Critics in Conversation by Manuela Lazic and Adam Nayman

Critics in Conversation: The Critic and the Actor

Note: This conversation is a continuation of “First Cinematic Loves, Current Inspirations and Finding Your Voice.”

Manuela: Speaking of humans and of self-awareness, I think the latter is especially useful when writing about how the former is utilised in films: writing about actors is especially perilous. The craft of acting is all about truthful behaviour, which means that the best performances are invisible — they look like people just existing! How can you write interestingly about something that, at its best, is seamless and true-to-life? That simplicity is a form of magic because it constitutes the immersion of reality in an imaginary world, and — in my experience — the actor’s work is what determines whether or not I will have any interest in a given film. Perhaps that’s because I have a particular interest in acting myself, but I truly believe that good acting is underrated — even as star actors are constantly celebrated with awards and magazine covers. Film critics even have contempt for performers at times, probably because they are used as storefronts to sell films and because, in our social-media crazed times, they often have no reason for being in films besides their internet following. I wish film writers worked harder at trying to discuss the merits of performances, however, as well as how a specific role fits into an actor’s filmography. The mutual relationship between a part and a body of work always fascinates me because each enriches a spectator’s experience of the other, and from a wider perspective, an actor’s image — as shaped by his resume and press coverage — always says something about the industry, the country and the time in which he or she works. As I’ve mentioned earlier, Bilge Ebiri is brilliant at analysing this system, and you and I have had great conversations about actors, too. We both love John Hurt, for instance, and I just wrote a piece about one of his films, The Naked Civil Servant, which our discussions definitely informed. I know you care a great deal about acting, but how do you go about analysing it in your writing? How do you go beyond simple, boring descriptions to reach a level of true analysis? And do you find it useful to be a completist when it comes to actors — or as some people have described it, are you a believer of acteur-auteurism?

GOAL — Please carry on the critics' conversation about writing on actors from the point where it stops.

DATA LISTING —
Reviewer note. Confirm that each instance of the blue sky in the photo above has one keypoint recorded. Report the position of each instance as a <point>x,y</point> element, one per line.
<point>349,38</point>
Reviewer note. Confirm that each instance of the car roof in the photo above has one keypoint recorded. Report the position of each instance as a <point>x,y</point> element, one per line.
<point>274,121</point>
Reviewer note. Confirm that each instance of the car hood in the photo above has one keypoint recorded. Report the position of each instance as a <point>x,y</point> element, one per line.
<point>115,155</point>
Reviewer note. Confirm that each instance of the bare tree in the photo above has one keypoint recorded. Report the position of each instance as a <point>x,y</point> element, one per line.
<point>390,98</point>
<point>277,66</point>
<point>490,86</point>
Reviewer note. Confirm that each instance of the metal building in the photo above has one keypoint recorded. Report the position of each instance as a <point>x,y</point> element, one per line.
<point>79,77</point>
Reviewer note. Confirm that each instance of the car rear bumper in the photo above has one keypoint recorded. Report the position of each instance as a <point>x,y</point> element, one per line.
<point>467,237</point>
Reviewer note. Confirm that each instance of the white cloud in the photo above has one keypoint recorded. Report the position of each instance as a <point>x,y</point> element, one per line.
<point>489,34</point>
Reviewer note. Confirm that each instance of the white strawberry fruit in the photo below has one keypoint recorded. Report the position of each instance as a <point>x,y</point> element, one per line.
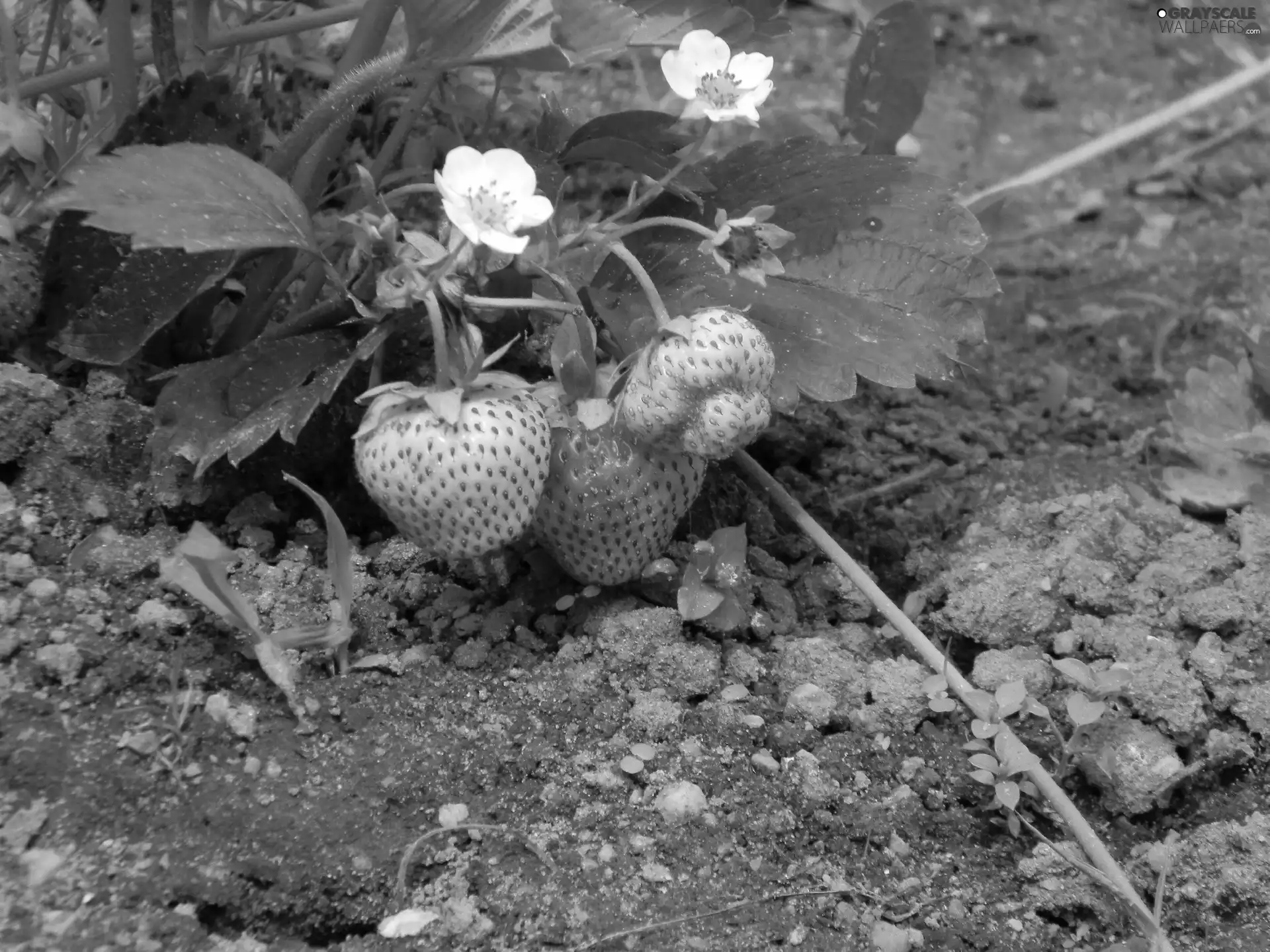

WRITTEN RESPONSE —
Adam: The idea of “actor completism” is pretty rare, at least among my friends and colleagues, and I think that one of the reasons that critics, myself included, gravitate towards the myth of the director — and maybe especially the writer-director — is because what they do, in theory, is easier to reconcile in literary-analytical terms. Talking about Auteur X and how he or she “uses the frame,” or generates meaning through blocking, staging, colour or sound (leaving aside that those things are all the result of collaborations with all kinds of other people) has a detached, removed quality, whereas talking about acting is more intimate and revealing. The director has control, in theory, and so the critic, who also is trying to exert control — over the meaning of a text, or its reception, or its appreciation — identifies with that same hovering, supreme position. Actors have control too, but within the system of appreciation, that puts the director at the top. They’re part of what’s being controlled, whether it’s Alfred Hitchcock talking about actors being “cattle,” Werner Herzog hypnotizing the cast of Heart of Glass, or Stanley Kubrick, David Fincher or whomever doing hundreds of takes. There are ways for a certain kind of filmmaker to show that he or she is in charge (though with this mentality, it’s usually a “he”). The directors famed for “loving” or “indulging” actors are usually docked a few notches on the auteur totem pole as a result, or else only discussed insofar as how their films are acted (Robert Altman, John Cassavetes, etc). The logic is that because actors are being used — or indulged, or encouraged, all under the aegis of having been cast — that their autonomy is minimal. So actor-completism seems more trivial and incidental from this point of view — like, it’s nice to watch every movie an actor appears in, but what does it signify beyond personal interest or affection for that actor? It’s harder to make a “case” that an actor is the unifying creative or intellectual or emotional force behind an otherwise disparate body of films, which doesn’t mean that the case can’t be made or that it isn’t valid.

As for analyzing acting, I think most of us are either bad at it or have been trained, via the more conceptual frameworks privileged in film studies courses or practiced in most film criticism, to downplay it; beyond engaging in sensuous physical description of bodies and gestures, making extra-textual “connections” between what we know about actors’ private lives and aspects of the characters they’re playing or applying adjectives as needed. We don’t always have a language to accurately describe what an actor is doing — or the knowledge to say with any certainty how much of a “strong,” “consistent,” “plausible” performance is really just a triumph of editing. When I write about acting — and actors I love, like John Hurt, our mutual favourite — I’m sure that I’m confusing technique with accident all the time, but I’d also like to think that I’m generally responding to what they’re putting out there.

A fun game we could play is this: which actor have we each never really written about in detail but would like to try? Mine is Montgomery Clift, who inspires tender, protective feelings in me that may or may not transcend what I know about him biographically. Your turn!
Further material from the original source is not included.